Data entries
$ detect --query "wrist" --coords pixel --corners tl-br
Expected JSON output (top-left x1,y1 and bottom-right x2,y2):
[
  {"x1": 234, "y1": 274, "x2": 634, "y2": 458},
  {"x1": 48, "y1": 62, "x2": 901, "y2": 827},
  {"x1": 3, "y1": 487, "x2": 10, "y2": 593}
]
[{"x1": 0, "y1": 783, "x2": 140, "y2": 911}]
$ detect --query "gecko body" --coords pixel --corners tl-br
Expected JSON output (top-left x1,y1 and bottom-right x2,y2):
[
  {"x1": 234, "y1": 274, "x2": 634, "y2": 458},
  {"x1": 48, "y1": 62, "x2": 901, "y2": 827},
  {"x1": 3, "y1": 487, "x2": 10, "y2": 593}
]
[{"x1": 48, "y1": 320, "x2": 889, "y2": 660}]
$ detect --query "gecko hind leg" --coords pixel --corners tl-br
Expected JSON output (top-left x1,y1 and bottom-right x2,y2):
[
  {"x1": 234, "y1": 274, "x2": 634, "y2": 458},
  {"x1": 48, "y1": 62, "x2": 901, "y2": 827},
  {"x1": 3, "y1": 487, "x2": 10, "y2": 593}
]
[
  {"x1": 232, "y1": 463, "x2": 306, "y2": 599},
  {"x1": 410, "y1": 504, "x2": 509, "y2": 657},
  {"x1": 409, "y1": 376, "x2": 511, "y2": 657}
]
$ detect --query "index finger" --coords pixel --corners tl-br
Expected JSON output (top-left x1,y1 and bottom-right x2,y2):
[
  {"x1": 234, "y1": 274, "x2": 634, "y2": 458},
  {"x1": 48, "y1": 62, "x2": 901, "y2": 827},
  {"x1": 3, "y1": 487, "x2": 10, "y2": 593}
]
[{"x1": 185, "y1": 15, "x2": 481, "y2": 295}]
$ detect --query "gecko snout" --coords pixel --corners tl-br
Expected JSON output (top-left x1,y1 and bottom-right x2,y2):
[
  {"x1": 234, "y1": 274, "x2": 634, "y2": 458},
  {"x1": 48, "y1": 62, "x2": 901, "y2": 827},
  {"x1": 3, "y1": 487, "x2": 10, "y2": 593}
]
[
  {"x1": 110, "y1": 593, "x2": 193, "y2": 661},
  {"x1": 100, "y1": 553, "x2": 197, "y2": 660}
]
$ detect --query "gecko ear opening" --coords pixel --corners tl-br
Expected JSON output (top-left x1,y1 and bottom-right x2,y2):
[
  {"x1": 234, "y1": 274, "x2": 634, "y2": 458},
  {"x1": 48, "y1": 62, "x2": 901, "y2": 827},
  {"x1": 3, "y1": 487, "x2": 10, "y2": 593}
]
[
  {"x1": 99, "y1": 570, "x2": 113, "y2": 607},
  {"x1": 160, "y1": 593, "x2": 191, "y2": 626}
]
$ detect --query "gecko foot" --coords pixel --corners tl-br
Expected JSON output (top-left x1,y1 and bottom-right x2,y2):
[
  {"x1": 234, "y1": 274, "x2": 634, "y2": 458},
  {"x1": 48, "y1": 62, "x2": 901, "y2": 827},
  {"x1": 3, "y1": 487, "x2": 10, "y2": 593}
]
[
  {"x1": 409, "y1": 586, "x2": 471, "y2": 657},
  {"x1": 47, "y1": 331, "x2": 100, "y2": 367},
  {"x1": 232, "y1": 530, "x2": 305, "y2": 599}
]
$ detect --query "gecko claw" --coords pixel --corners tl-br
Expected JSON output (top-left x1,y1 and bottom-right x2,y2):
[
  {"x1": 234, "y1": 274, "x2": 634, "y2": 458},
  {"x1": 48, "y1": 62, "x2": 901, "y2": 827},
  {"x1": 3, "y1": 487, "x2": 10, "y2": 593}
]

Problem to solve:
Exactness is what counts here: write out every record again.

Exercise response:
$ detect --query "wrist" --coords pixel --corners tl-br
Expected JSON output (top-left x1,y1 and bottom-right x2,y2):
[
  {"x1": 234, "y1": 274, "x2": 634, "y2": 458},
  {"x1": 48, "y1": 62, "x2": 901, "y2": 827},
  {"x1": 3, "y1": 487, "x2": 10, "y2": 593}
]
[{"x1": 0, "y1": 783, "x2": 140, "y2": 911}]
$ detect --query "gecko body" --coords pixel --corners tl-br
Expected JSON output (top-left x1,y1 and bottom-right x2,y2):
[
  {"x1": 234, "y1": 274, "x2": 634, "y2": 458},
  {"x1": 48, "y1": 62, "x2": 901, "y2": 827},
  {"x1": 3, "y1": 487, "x2": 10, "y2": 593}
]
[{"x1": 48, "y1": 320, "x2": 889, "y2": 660}]
$ detect --query "gecko hind leg" --coords pixel --corners tl-br
Expected JSON output (top-left x1,y1 and bottom-right x2,y2):
[
  {"x1": 234, "y1": 274, "x2": 634, "y2": 458},
  {"x1": 48, "y1": 62, "x2": 901, "y2": 827},
  {"x1": 3, "y1": 487, "x2": 10, "y2": 593}
]
[
  {"x1": 232, "y1": 463, "x2": 306, "y2": 599},
  {"x1": 410, "y1": 504, "x2": 509, "y2": 657},
  {"x1": 409, "y1": 376, "x2": 511, "y2": 657}
]
$ detect --query "index finger" --coords pixel --corners tl-br
Expected JSON output (top-left x1,y1 and bottom-right x2,y2):
[
  {"x1": 234, "y1": 274, "x2": 634, "y2": 458},
  {"x1": 48, "y1": 62, "x2": 901, "y2": 827},
  {"x1": 3, "y1": 487, "x2": 10, "y2": 593}
]
[{"x1": 185, "y1": 15, "x2": 481, "y2": 295}]
$ detect --query "gecko snout" --coords pixel --corners tl-br
Expected JSON output (top-left x1,y1 and bottom-right x2,y2):
[
  {"x1": 234, "y1": 274, "x2": 634, "y2": 458},
  {"x1": 48, "y1": 62, "x2": 901, "y2": 827},
  {"x1": 3, "y1": 487, "x2": 10, "y2": 593}
]
[
  {"x1": 110, "y1": 593, "x2": 193, "y2": 661},
  {"x1": 100, "y1": 553, "x2": 197, "y2": 660}
]
$ detect --query "gecko ear opening" --coords pixel --corners tl-br
Expected JSON output (top-left x1,y1 and bottom-right x2,y2):
[
  {"x1": 234, "y1": 274, "x2": 634, "y2": 458},
  {"x1": 48, "y1": 62, "x2": 901, "y2": 827},
  {"x1": 3, "y1": 487, "x2": 10, "y2": 593}
]
[
  {"x1": 99, "y1": 570, "x2": 113, "y2": 607},
  {"x1": 160, "y1": 593, "x2": 191, "y2": 626}
]
$ detect --query "gecko foot" --coords pixel --corners tl-br
Expected JSON output (top-left x1,y1 and bottom-right x2,y2):
[
  {"x1": 234, "y1": 274, "x2": 634, "y2": 458},
  {"x1": 48, "y1": 62, "x2": 901, "y2": 827},
  {"x1": 3, "y1": 487, "x2": 10, "y2": 593}
]
[
  {"x1": 409, "y1": 586, "x2": 471, "y2": 657},
  {"x1": 47, "y1": 331, "x2": 100, "y2": 367},
  {"x1": 232, "y1": 530, "x2": 305, "y2": 599}
]
$ detect --query "gecko claw" --coords pixel --corners tl-br
Expected JSON output (top-left x1,y1 and bottom-right x2,y2):
[
  {"x1": 234, "y1": 274, "x2": 634, "y2": 458},
  {"x1": 48, "y1": 62, "x2": 901, "y2": 827},
  {"x1": 3, "y1": 487, "x2": 10, "y2": 593}
]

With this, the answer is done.